Reproduce verbatim the lines of the material below that lie between the line containing "Definition first: the" and the line containing "pixel 275 231", inclusive, and omit the pictures.

▶ **RECORD EXCERPTS**:
Begin
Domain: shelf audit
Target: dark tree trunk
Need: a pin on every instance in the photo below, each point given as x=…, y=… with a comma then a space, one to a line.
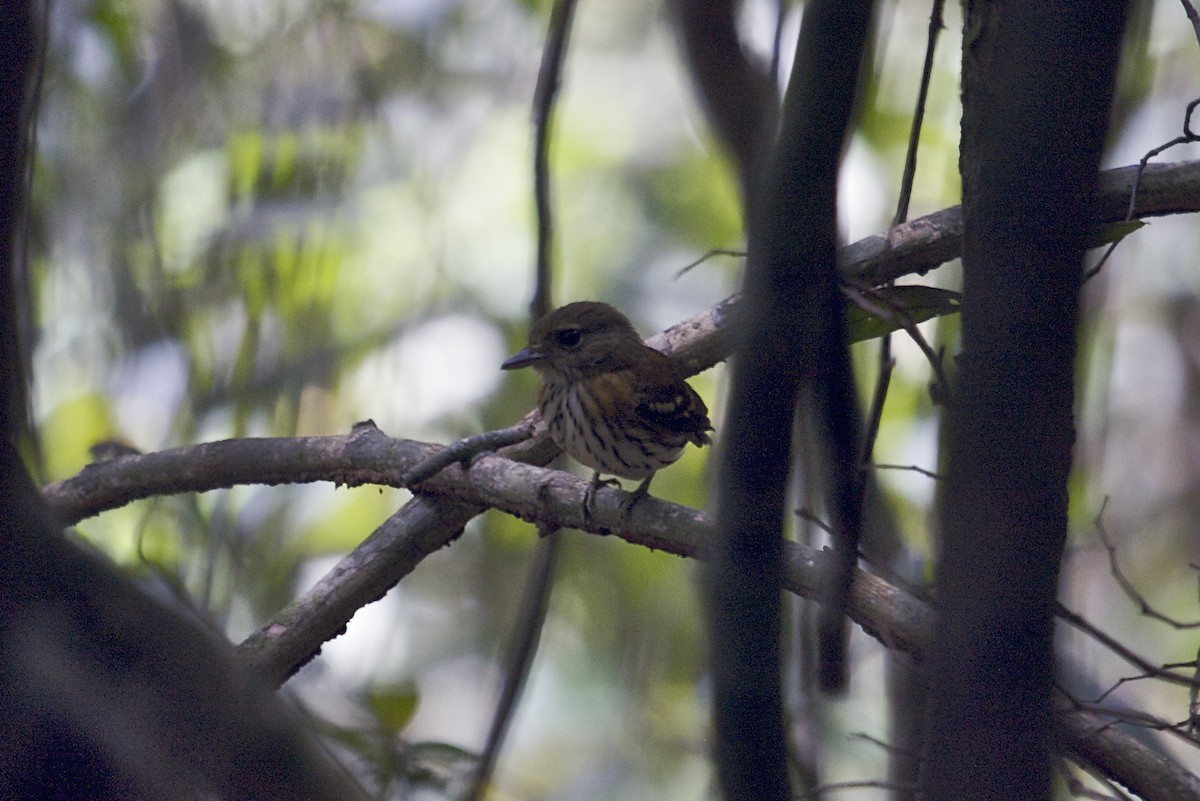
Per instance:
End
Begin
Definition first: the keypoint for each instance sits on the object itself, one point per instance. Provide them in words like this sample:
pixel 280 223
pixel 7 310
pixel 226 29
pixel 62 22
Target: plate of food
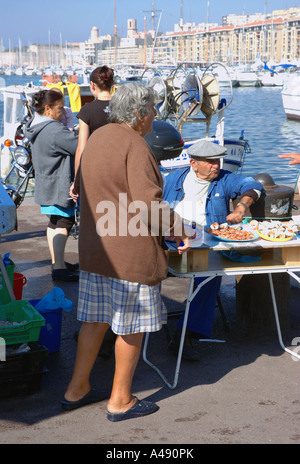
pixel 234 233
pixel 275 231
End
▶ **EXERCISE OUTPUT**:
Definition first: the keypoint for each instance sits on the object itself, one point per instance. Provide them in words like this sample:
pixel 280 223
pixel 7 310
pixel 226 29
pixel 62 22
Target: plate of food
pixel 234 233
pixel 275 231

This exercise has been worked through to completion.